* _ОТРЫВОК ДЛЯ ЧТЕНИЯ_
========

Не ошибается он и в военных перспективах удержания Приамурья. Например, про Албазинский острог пишет, что это «самое крепкое место», где можно выдержать осаду с запасом хлеба «хоть пять лет». Он же определяет, что нужен острог в устье Зеи, на месте будущего Благовещенска, и с этими доводами согласится даже посланник царя дворянин Дмитрий Зиновьев, отправленный на Амур для инспекции успехов Хабарова — они встретятся в 1653 году. Правда, на этом их согласие кончится. Зиновьев объявляет Хабарову об отставке и увозит его «на суд» в Москву, собрав заодно все жалобы недовольных и прикарманив часть имущества отряда. Суд Хабаров выиграет, получив даже низшее дворянское звание «боярского сына», но долгов ему никто не простит и на Амур обратно не пустит.

Русские, разумеется, продолжают осваивать Приамурье и без Хабарова. Но тут на действия на востоке накладываются события на западе. Начинается война Московского государства с Речью Посполитой (1654-1667 гг.) и со Швецией (1656-1658 гг.). Никакого подкрепления в Даурии приказано не ждать, а полагаться только на собственные силы. Их малочисленность в итоге и погубит русское Приамурье.

В 1665 году группа мятежников под началом Никиты Черниговского бежит в Албазин, «который, после разгрома Степанова, был пуст», как отмечает в своих записках Геннадий Невельской. Нерчинский воевода Афанасий Пашков прощает преступников, тем самым разрешая им действовать дальше. Те снова обкладывают ясаком окружающие племена, основывая всё новые остроги, и в 1684 году власти решают, что можно основать новое воеводство — Албазинское. Пост воеводы достаётся Алексею Толбузину.

Встревоженные усилением русского влияния на Амуре, в 1685 году маньчжурские войска берут Албазинский острог приступом. Казаки восстановят его в том же году и выдержат жестокую осаду в 1686-м, но дипломаты решают судьбу новых земель по-своему.

В 1689 году гарнизон покидает Албазин, уничтожив укрепления и припасы, а в 1690-м году опустеет и остальной Амур. Казаки уходят в Нерчинск в соответствии с условиями Нерчинского договора между Русским царством и империей Цин. Несмотря на то, что условия соглашения были по-дипломатически витиеваты и границу устанавливали весьма расплывчато, после подписания договора русские официально покинут Амур почти на два века. Вернёт их туда только Муравьёв, подписав Айгунский договор (1858 г.).

2.5. «Сибирский Петербург»: от острога на краю земли до скрещения торговых путей Европы, Америки и Азии

Острог в Иркутске, построенный в 1661 году, был типичным сооружением для той поры: всего девять саженей в длину и восемь в ширину (то есть 19,5 на 17 метров). Уже в 1670 году он «погнил и развалился врознь», и пришлось строить новый, посерьёзнее: 50 на 50 саженей (108 на 108 метров), с тремя башнями, средняя из которых, Спасская, была проезжей — через ворота в ней попадали за ограду.

========

* _ЗАДАНИЯ_
1) Ответьте на вопросы по отрывку об освоении Приамурья и Сибири:
(a) В каком году Хабаров и Зиновьев встретятся на Амуре?
(b) Кому достаётся пост воеводы Албазинского воеводства?
(c) Каких размеров в саженях был новый острог в Иркутске, построенный после 1670 года?
2) Напишите продолжение отрывка об освоении Приамурья и Сибири, начав сразу после его последнего предложения.

========

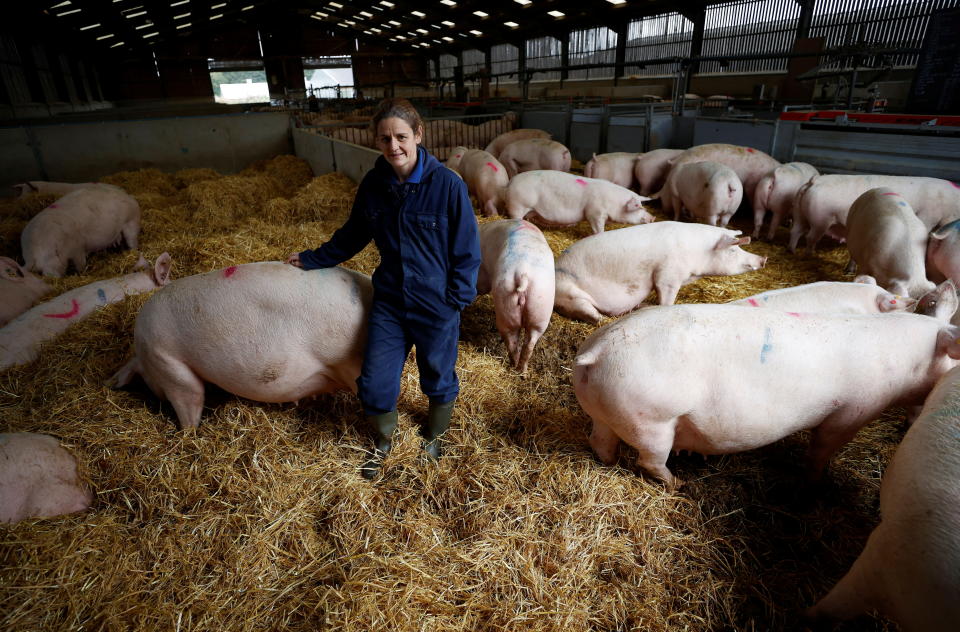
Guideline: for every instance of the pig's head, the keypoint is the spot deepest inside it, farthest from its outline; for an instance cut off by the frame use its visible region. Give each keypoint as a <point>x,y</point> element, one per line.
<point>15,280</point>
<point>729,258</point>
<point>633,211</point>
<point>456,156</point>
<point>160,274</point>
<point>941,302</point>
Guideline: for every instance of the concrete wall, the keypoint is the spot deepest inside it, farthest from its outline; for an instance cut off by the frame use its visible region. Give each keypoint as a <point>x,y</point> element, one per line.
<point>76,152</point>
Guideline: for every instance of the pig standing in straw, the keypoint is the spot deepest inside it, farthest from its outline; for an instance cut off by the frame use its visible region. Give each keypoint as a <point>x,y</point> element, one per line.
<point>613,272</point>
<point>517,268</point>
<point>719,379</point>
<point>555,198</point>
<point>910,567</point>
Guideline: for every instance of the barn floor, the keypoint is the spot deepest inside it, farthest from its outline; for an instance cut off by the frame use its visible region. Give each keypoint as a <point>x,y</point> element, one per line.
<point>260,520</point>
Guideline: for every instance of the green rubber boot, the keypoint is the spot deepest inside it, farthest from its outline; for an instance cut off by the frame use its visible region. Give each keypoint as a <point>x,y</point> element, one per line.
<point>438,420</point>
<point>384,424</point>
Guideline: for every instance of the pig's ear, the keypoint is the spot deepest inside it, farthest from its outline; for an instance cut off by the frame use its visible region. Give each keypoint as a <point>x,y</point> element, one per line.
<point>161,269</point>
<point>948,341</point>
<point>949,301</point>
<point>10,270</point>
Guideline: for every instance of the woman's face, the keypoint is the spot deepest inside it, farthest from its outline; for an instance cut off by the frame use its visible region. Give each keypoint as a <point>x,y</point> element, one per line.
<point>398,142</point>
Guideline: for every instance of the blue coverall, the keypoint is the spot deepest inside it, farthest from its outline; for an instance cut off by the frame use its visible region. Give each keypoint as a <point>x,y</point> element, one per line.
<point>429,246</point>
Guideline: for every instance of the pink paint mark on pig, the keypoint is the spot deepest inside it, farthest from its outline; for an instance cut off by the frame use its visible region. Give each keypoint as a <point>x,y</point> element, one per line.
<point>73,312</point>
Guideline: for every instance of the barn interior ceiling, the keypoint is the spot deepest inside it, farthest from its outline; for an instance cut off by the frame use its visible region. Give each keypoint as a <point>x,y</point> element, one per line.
<point>428,27</point>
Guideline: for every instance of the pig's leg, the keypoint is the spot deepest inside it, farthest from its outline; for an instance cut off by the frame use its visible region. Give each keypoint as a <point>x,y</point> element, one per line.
<point>653,440</point>
<point>604,442</point>
<point>831,435</point>
<point>171,379</point>
<point>533,335</point>
<point>597,222</point>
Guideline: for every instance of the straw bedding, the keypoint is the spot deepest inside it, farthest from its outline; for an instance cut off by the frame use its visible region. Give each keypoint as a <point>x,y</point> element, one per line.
<point>260,520</point>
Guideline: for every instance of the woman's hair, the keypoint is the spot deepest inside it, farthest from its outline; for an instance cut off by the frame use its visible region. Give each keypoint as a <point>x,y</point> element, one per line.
<point>398,108</point>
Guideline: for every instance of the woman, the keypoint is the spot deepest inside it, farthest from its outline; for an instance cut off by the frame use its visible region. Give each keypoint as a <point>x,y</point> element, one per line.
<point>419,214</point>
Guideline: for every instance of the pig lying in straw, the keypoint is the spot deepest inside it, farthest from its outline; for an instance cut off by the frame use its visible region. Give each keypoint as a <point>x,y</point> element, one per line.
<point>611,273</point>
<point>616,167</point>
<point>81,222</point>
<point>909,569</point>
<point>888,242</point>
<point>555,198</point>
<point>718,379</point>
<point>38,478</point>
<point>18,289</point>
<point>21,338</point>
<point>836,297</point>
<point>485,176</point>
<point>517,269</point>
<point>266,331</point>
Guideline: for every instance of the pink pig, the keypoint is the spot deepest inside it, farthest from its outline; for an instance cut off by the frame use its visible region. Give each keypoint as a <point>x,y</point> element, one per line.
<point>823,203</point>
<point>517,268</point>
<point>908,568</point>
<point>776,191</point>
<point>651,169</point>
<point>21,338</point>
<point>18,289</point>
<point>38,478</point>
<point>616,167</point>
<point>719,379</point>
<point>81,222</point>
<point>500,142</point>
<point>613,272</point>
<point>711,192</point>
<point>535,153</point>
<point>485,176</point>
<point>888,242</point>
<point>266,331</point>
<point>556,198</point>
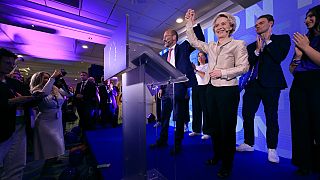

========

* _ОТВЕТЫ_
1)
(a) В 1653 году.
(b) Алексею Толбузину.
(c) 50 на 50 саженей.

2)
Проезжавший через острог в 1675 году Николай Спарафий писал: «Острог Иркуцкий стоит на левой стороне реки Ангары на берегу (на самом деле на правом берегу реки, но Спарафий определял сторону по направлению своего пути с запада на восток), на ровном месте, и острог строением зело (очень) хорош, а жилых казацких и посацких дворов с 40 и больше, и место самое хлебородное».

На будущее Иркутска повлияло, конечно, не только то, что в его окрестностях было можно выращивать хлеб, обеспечивая продовольствием все ближайшие поселения. Острог основан на пересечении важнейших Прибайкальских путей. Река Ангара, этот удобный водный путь, соединяет город с Байкалом и впадающими в него реками, с одной стороны, и с Енисеем с другой. К северу от Иркутска лежит Якутия, чрезвычайно богатая пушниной.

Таким образом, будущий город оказался ключевой точкой пути с запада на восток и центром заселения Восточной Сибири, и это способствовало быстрому росту его населения. В 1699 году в Иркутске 1000 жителей, в 1791 году — 9522 жителя, в 1836 году — 19 569 жителей.

Чертёжная книга Сибири 1701 года, составленная при Петре Первом, отмечает вокруг города «пашенные места», кочевья бурят и эвенков, зимовья промышленников, добывавших пушнину и рыбу, «соболиные промыслы», мельницы, соляные шахты, места добычи слюды и железной руды, а также плавильни — небольшие заводы, которые изготавливали из руды железо.

Кстати, слюда, или, как её называли в Западной Европе, мусковит, Vitrum Moscoviticum («стекло Московии» на латыни), была в те годы ценным экспортным товаром, которого тоже ожидали от Сибири. Царь велит «сыскать слюду, наломать её, для образца прислать к Москве в Сибирский приказ, стараться продавать в Китай». И к 40-м годам XVII века бассейн реки Витим под Иркутском становится одним из крупнейших центров добычи высококачественного мусковита.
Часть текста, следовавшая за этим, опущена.